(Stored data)
◇ ◇ ◇ ◇ ◇
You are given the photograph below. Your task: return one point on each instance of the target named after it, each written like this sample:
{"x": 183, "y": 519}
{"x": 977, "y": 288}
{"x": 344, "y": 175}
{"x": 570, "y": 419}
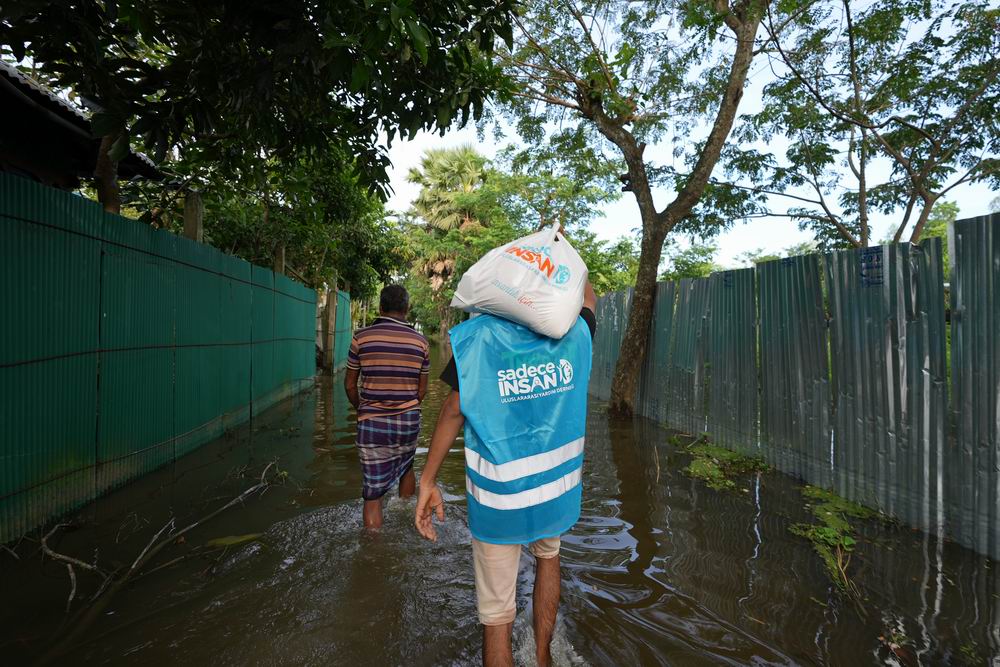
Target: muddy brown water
◇ ◇ ◇ ◇ ◇
§ **Work instructions**
Output the records verbatim without pictures.

§ **Exercise answer**
You are given the photograph below. Your task: return one point on each instance of the target named after it, each written like this sample:
{"x": 183, "y": 519}
{"x": 977, "y": 288}
{"x": 344, "y": 175}
{"x": 570, "y": 419}
Target: muddy brown water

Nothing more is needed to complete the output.